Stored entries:
** start **
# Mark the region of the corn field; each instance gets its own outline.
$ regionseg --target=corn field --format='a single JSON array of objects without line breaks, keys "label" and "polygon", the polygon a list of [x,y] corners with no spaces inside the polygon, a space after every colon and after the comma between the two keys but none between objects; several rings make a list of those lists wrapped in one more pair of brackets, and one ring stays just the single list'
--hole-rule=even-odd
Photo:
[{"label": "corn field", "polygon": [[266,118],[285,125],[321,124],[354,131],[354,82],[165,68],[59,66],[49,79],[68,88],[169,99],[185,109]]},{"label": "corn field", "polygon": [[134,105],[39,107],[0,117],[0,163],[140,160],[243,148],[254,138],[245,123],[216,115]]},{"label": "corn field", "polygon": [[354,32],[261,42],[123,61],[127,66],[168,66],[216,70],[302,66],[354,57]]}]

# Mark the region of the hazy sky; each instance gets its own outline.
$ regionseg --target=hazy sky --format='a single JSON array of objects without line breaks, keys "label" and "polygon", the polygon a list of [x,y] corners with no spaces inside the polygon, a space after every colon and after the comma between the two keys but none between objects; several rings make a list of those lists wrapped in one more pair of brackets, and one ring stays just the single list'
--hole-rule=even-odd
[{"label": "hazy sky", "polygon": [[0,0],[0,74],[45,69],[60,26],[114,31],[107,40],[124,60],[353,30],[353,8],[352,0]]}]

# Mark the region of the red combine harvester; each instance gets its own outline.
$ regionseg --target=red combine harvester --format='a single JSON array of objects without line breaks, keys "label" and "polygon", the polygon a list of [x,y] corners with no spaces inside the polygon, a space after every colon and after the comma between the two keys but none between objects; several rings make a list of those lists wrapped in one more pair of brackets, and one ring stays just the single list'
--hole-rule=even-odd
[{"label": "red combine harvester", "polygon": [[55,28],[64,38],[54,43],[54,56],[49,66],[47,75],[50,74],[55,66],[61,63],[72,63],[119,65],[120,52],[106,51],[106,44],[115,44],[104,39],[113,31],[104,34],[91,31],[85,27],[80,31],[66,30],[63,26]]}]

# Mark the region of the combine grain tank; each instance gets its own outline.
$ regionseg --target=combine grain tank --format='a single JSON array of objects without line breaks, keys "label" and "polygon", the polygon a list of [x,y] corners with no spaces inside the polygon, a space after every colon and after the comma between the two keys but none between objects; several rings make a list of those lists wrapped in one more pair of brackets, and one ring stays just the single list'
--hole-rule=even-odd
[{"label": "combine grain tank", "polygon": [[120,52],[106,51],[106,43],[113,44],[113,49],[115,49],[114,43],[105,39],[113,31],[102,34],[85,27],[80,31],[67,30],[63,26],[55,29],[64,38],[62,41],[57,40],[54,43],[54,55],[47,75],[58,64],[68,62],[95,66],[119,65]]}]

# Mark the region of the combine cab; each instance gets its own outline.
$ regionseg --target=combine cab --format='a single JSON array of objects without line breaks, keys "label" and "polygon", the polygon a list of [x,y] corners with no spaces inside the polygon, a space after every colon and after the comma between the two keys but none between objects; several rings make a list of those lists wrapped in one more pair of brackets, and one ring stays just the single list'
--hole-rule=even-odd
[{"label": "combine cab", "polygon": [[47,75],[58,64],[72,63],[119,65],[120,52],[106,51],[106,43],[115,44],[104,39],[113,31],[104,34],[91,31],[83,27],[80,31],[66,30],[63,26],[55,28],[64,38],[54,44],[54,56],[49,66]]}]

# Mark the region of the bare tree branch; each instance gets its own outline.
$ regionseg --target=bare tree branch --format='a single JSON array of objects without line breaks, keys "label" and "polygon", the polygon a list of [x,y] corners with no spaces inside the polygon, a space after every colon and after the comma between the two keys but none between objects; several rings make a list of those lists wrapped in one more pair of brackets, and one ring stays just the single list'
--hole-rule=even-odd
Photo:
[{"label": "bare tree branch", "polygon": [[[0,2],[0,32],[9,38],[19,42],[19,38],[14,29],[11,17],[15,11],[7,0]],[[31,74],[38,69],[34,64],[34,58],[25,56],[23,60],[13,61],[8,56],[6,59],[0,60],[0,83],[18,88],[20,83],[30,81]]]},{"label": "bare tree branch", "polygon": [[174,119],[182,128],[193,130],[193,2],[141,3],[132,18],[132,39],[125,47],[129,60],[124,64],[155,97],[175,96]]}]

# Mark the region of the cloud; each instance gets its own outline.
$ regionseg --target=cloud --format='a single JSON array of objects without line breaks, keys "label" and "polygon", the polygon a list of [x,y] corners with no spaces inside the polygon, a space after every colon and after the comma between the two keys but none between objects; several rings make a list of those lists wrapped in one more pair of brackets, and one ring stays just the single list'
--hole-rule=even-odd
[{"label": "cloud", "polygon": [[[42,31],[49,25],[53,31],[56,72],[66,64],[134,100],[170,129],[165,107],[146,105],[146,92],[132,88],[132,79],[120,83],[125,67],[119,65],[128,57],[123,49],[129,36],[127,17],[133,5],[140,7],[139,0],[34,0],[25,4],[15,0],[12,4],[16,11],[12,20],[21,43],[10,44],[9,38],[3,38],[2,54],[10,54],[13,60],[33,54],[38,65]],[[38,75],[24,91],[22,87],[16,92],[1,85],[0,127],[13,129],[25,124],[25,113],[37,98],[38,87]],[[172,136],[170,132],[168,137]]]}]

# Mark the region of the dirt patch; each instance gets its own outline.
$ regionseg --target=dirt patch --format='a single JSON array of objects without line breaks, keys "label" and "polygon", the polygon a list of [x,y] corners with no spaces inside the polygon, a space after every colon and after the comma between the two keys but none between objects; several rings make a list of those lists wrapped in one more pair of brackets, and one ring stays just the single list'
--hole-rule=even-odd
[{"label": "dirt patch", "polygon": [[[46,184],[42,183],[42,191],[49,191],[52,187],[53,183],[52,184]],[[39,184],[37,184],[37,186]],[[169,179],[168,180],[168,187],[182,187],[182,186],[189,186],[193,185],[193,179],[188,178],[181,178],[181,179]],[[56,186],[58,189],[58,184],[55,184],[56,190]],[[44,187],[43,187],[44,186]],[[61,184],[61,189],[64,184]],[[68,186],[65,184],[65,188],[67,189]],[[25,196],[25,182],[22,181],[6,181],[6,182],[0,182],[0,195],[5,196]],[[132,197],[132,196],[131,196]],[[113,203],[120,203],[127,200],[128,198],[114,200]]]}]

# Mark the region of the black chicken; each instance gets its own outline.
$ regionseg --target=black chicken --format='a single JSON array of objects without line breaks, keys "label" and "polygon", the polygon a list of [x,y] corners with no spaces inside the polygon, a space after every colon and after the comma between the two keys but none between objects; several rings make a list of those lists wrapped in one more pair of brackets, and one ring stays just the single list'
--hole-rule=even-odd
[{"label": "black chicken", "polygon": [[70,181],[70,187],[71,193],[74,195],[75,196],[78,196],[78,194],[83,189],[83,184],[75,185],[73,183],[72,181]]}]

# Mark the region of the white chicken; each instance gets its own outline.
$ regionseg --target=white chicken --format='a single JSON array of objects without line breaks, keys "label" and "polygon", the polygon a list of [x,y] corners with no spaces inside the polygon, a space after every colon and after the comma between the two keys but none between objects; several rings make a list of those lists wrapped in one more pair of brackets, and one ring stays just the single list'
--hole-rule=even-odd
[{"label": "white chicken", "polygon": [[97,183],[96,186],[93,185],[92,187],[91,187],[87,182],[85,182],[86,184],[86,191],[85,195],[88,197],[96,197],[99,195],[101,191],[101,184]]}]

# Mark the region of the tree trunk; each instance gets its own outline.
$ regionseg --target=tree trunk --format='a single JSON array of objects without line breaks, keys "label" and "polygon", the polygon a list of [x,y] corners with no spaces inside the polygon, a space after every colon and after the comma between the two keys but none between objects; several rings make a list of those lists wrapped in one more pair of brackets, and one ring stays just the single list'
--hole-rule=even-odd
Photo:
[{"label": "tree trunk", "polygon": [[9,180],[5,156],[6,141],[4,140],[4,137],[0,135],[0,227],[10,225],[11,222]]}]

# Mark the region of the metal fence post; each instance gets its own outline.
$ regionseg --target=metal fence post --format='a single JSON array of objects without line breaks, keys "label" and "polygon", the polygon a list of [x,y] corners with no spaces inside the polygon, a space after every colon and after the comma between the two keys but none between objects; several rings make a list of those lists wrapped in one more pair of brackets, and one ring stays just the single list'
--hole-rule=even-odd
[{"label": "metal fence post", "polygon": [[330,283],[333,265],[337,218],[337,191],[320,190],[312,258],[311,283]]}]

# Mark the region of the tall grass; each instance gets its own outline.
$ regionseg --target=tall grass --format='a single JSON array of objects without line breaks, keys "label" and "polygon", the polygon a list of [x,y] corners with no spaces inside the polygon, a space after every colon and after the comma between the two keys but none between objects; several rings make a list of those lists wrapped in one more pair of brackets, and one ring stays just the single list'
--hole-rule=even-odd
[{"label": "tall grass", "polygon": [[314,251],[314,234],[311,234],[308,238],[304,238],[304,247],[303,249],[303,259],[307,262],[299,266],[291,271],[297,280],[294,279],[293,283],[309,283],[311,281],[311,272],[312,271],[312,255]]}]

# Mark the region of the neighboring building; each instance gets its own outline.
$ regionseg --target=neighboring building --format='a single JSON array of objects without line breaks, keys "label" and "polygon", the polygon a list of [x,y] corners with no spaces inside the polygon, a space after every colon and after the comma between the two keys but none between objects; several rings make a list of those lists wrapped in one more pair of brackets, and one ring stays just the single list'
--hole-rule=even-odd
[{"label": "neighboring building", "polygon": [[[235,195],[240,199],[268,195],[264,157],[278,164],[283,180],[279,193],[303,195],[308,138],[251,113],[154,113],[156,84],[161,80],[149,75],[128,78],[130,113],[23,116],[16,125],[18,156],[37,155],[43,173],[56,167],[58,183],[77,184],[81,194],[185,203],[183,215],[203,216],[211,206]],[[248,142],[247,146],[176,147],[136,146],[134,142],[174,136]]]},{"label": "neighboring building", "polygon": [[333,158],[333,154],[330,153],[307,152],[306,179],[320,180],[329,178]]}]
** end **
Reproduce the material verbatim from its first line through the line containing "regionseg --target=corn field".

# Mark the region of the corn field; each instance gets its own outline.
$ regionseg --target=corn field --format='a single JSON array of objects without line breaks, keys "label" and "polygon", the polygon a list of [x,y] corners with no spaces inside the polygon, a space after every colon and after the comma between the two keys but none between objects; several rings make a list of those lists wrapped in one more pair of brackets, and one ring stays just the single list'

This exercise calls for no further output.